Begin Source text

In June of this year, Chuck Amos became the CEO of GuideK12. Amos has worked in the education technology field for 19 years, most recently heading up his own education-consulting firm. Previously he was the CEO of Atomic Learning until 2007 and a regional education manager for Apple before that. He is involved in national educational policy with organizations including ISTE, CoSN, SIIA, and SETDA.
GuideK12 was once a family-owned mapping company. GuideK12 now is a software-as-a-service, cloud-based solution that uses geovisual analytics, an emerging interdisciplinary field integrating perspectives from visual analytics and geographic information science. This is a powerful, web-based tool that can help districts solve critical educational challenges.
“The moment that I really enjoy,” says Amos, “is when we show an administrator information from a Student Information System and other district data sets, connected to household county data all displayed on an easy-to-read, interactive map. The potential impact of representing their data this way immediately resonates and the response is overwhelmingly positive.” Visualizing data can save a district weeks or months of time, improve decision making as well as increase transparency. With GuideK12, an administrator can map student learning success by neighborhood, create what-if boundary change scenarios, analyze demographic or socio-economic balance or evaluate the impact of school choice, among other tasks.
Judy: What was it about GuideK12 that made you move from a successful consulting company to being a CEO again?
Chuck: I love this market, and I’m absolutely passionate about it. I was running a successful consultant practice with a wide range of clients, including a major publishing firm on one end, to early-stage innovative companies trying to get their sea legs on the other end. GuideK12 struck a chord with me. I realized it was unique and very compelling and had the ability to help solve some thorny issues in education in a very positive way. I knew we had something game changing once I saw customer’s reactions to our product. The reaction from customers has been phenomenal and is what pulled me in to take over as CEO. It really is an “oh wow” product and I know will make a big difference in how educational decisions are made. That’s what gets me out of bed in the morning.
Judy: Can you explain how geovisual analytics can make significant changes for K-12 education?
Chuck: Schools are awash in data. They don’t need more data. What they need is more insight into the data they already have, and they need that data available for the right decision makers at the right time. There have been really significant improvements in business with decision support tools and business intelligence tools. I have not seen that same positive impact come over into education. The time between making a data request and getting meaningful data can be significant for an administrator, or the data is too difficult to get to, or it’s siloed to the point that it’s not meaningful, because it’s not compared with other key elements of data that it needs to be taken in context with. That’s really what we do. We liberate the data by bringing disparate data together and then making it visual and interactive all in one place. Users can filter on any characteristic and instantly see the results. Administrators tell us that they feel more confident in their decisions. And we have such confidence in the robustness of our technology because our development partner, Excensus, has been using this technology for work with the U.S. Census bureau for years. We know it is powerful and proven.
Judy: Tell me more about liberating data.
Chuck: Most people can comprehend things more deeply when they see it in a visual format. Patterns and trends emerge that would have never been revealed in spreadsheets. To be able to represent student characteristics on a map—whether it’s academic performance, which for instance, is one of the key elements that the Miami-Dade County Public Schools uses, or federal reporting on demographics, understanding student mobility or the impact of school choice, both positive and negative on a district can be very powerful. These, plus many others, are key elements that lend themselves to being visually represented and help the end user who may not be a professional at running a Crystal report or a GIS professional. They are educational professionals, and our product lets them be educational professionals and get quick access to what they need because this is so intuitive and easy to use.

End Source text
Begin Data segment

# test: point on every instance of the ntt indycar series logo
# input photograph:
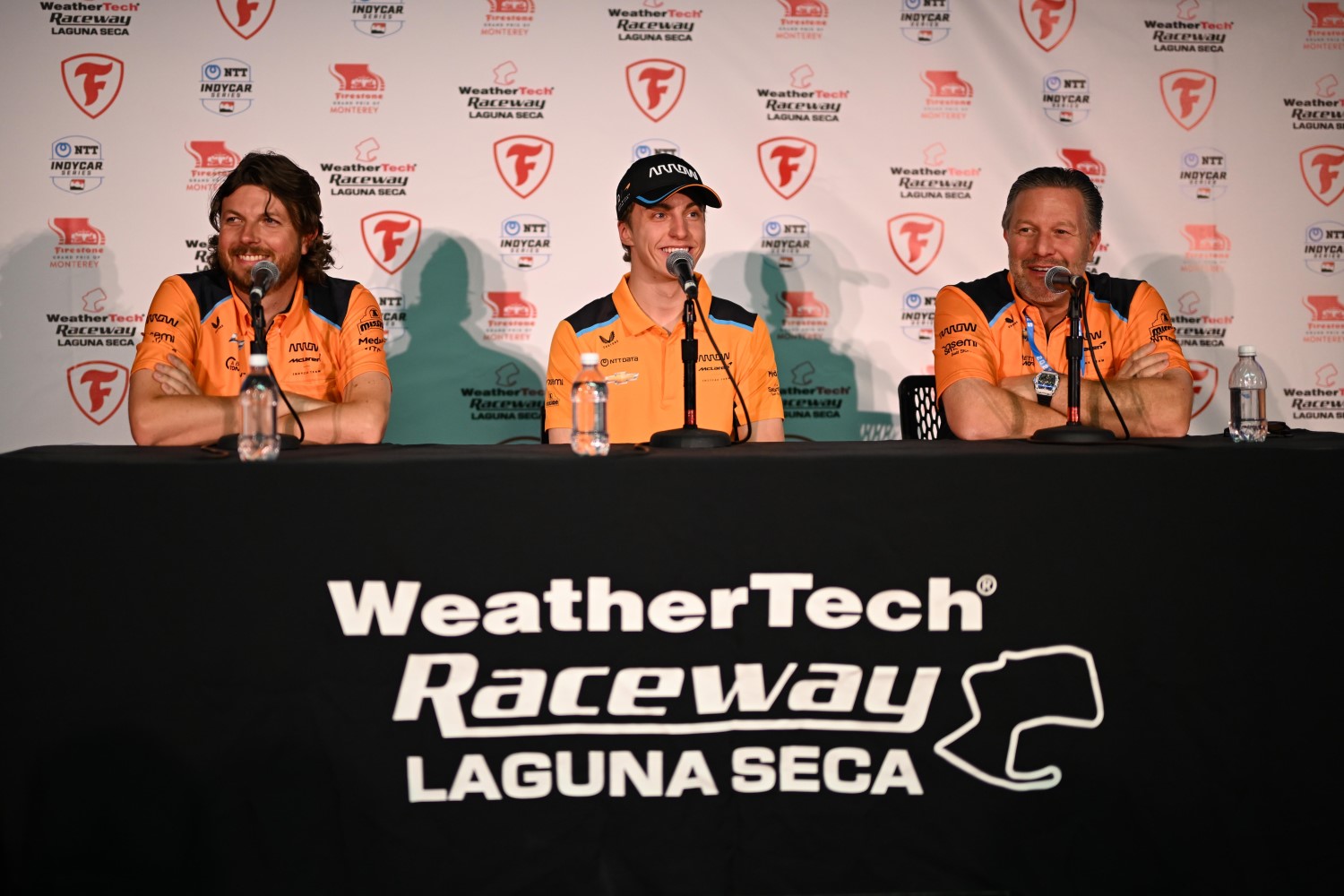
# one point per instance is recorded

End Data segment

*Requirements*:
1. In the interview about GuideK12, which company is named as GuideK12's development partner?
2. Carry on the interview about GuideK12 from the point at which it stops.

*Results of the exercise*:
1. Excensus.

2.
Judy: I’m guessing that the transparency GuideK12 allows fits right into the important move toward more transparency in education.
Chuck: When a district is contemplating a boundary change or opening or closing a school, these are all emotional decisions. The data that we provide allows easy representation and access to a plethora of different scenarios that can be run, so administrators and board of education members and all stakeholders can really think through the implications and consequences of potential changes. Our product helps to make sure the decision is what is the best thing for the district and for the kids. We don’t eliminate the emotion—I wish we could—but we certainly can help by letting the data be the driving force in the decision instead of emotion. Every step of every scenario is recorded, so all the logic is apparent to all decision makers.
One district in the northeast had proposed some boundary changes that did not have support from all of the board members. The conversation got contentious to the point that they canceled the board meeting, let things cool off, and reconvened two days later. The superintendent said, “Here’s what we’re going to do. We’re going to use GuideK12 to help us with this decision facing us today and we’re going to go through the proposed scenario live by projecting it on a smart board.” Then he said, “Now we’re going to run through the scenario that the administrative team had advocated for.” After looking at the two scenarios, they turned to the board member and asked him what he thought. After seeing the two scenarios together, he saw that the administrative teams proposal was what was best for the school, the district, and the community and he changed his position to support it.
To me, this is a good example of taking the emotion out of difficult decisions and letting the data support the right decision and significantly speeding up the timing. I’m confident that if the scenario that some members of the board were advocating for was a better decision for what the district was trying to accomplish, that that scenario would have won the day. The data would have been there to support it.
Judy: Are other options out there for analyzing data besides GuideK12?
Chuck: No one that we’re aware of does what we do, the way we do it. There are demographic companies out there, and some homegrown systems where people have tried to use Google Maps, for instance. But the problem is that they are continuing to silo data and it is not interactive. In the example of the demographic companies, they come in and run a few scenarios, and then when they leave, if new data points enter into the decision-making process, they have to be brought back in to run scenarios again. Generally speaking, each case is one event in time instead of being part of the process. GuideK12 allows for ongoing proactive planning, and not just analyzing data once an “event” requires change.
With our tool, district decision makers can run hundreds of scenarios, down to what happens if they move even just one student, and what impact that would that have on racial balance, ELL resources, or on capacity for the building. It really does flip that conversation from what the traditional model has been, not to say that these other options are not valuable. What we do is change that conversation to have the data at the fingertips of the decision maker.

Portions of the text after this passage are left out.